AVAILABLE DATA —
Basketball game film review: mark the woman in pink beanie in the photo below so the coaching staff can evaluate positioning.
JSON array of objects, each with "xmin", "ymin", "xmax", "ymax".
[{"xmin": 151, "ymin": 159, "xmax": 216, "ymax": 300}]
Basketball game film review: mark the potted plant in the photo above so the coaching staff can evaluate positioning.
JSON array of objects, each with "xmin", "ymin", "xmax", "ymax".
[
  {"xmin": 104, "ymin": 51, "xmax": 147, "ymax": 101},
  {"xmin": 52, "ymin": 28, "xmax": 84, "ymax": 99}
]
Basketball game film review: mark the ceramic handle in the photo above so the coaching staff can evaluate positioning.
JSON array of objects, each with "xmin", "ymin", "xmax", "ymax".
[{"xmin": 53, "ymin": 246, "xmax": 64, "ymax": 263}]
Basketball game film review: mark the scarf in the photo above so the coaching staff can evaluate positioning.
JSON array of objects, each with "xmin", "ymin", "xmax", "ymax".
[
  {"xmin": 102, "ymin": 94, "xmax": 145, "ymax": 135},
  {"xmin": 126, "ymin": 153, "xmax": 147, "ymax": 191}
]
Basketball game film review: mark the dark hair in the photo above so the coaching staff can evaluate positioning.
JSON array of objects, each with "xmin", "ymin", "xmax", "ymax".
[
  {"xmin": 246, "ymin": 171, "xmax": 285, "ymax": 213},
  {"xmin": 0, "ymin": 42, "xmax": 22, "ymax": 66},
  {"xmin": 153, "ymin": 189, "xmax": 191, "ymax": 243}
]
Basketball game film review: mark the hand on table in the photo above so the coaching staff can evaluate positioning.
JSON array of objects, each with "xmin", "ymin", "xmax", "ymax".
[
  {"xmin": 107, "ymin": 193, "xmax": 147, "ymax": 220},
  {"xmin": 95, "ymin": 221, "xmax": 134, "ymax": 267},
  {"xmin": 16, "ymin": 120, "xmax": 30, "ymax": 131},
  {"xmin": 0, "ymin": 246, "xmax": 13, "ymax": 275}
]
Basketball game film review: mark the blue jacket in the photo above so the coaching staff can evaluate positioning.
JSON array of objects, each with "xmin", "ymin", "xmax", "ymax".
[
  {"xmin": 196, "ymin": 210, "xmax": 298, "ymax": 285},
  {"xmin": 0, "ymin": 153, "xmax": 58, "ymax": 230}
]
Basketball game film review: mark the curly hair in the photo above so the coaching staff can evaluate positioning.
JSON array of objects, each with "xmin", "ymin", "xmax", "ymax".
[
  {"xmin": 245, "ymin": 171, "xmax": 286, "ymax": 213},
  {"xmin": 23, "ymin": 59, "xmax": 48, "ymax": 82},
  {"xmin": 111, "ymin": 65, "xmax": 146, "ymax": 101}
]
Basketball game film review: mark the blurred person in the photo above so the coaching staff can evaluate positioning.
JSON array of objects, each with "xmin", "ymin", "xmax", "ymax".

EXERCISE DETAILS —
In the records above, which lines hold the string "hair"? Copy each one.

ANSWER —
Basketball game film review: mark the dark hair in the photo above so the coaching staff can evaluate positioning.
Basketball game film review: mark the curly hair in the photo above so the coaching staff can evaluate positioning.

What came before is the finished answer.